| Task instructions |
Please rewrite the rows from the line with "Phrase -- lamp post" through the end of the rows, keeping every line, and shift each point coordinate in the answers by -25.
# # # # #
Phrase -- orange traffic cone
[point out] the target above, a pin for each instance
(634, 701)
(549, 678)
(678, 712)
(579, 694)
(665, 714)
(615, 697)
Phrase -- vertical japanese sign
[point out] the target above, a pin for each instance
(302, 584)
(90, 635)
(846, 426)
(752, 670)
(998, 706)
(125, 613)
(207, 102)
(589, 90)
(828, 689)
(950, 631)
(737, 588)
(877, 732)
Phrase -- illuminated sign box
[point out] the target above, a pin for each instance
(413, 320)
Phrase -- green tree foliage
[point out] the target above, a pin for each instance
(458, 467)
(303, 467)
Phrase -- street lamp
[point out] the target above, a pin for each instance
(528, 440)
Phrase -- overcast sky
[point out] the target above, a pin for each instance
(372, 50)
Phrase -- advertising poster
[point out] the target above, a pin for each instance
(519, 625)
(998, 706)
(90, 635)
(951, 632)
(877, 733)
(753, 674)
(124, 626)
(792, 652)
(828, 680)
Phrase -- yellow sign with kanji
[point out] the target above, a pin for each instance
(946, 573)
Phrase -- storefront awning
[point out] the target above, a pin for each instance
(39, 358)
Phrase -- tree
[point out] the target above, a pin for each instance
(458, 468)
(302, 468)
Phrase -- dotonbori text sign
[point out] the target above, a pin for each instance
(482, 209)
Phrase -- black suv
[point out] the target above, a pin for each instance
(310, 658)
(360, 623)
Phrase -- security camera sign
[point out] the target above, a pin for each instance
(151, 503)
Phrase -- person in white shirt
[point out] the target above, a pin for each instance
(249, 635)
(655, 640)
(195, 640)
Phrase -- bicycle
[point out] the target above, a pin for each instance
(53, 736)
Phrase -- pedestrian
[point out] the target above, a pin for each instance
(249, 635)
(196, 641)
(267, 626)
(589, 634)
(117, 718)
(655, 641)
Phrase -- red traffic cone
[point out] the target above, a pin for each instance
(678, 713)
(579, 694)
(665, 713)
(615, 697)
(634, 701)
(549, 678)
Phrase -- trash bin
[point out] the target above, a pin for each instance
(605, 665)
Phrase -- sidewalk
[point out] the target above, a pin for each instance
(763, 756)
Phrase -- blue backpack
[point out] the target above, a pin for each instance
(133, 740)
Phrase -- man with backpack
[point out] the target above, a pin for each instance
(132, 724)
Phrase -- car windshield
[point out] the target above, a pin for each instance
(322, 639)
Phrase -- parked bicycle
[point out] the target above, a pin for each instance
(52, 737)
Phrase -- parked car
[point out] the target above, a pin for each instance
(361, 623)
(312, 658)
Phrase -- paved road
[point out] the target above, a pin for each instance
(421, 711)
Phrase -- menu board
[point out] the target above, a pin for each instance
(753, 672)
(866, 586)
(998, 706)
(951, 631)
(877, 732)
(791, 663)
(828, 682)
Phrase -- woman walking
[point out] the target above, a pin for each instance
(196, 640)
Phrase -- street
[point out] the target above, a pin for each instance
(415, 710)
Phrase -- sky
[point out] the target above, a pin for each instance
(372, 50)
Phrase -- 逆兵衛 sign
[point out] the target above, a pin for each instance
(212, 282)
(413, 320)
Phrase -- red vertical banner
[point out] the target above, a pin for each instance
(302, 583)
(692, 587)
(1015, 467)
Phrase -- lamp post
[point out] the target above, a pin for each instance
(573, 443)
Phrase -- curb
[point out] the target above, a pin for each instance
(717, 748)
# # # # #
| Complete output |
Phrase -- lamp post
[point out] the target above, a pin for each instance
(548, 418)
Phrase -- curb
[point out] the target above, a pin for each instance
(692, 723)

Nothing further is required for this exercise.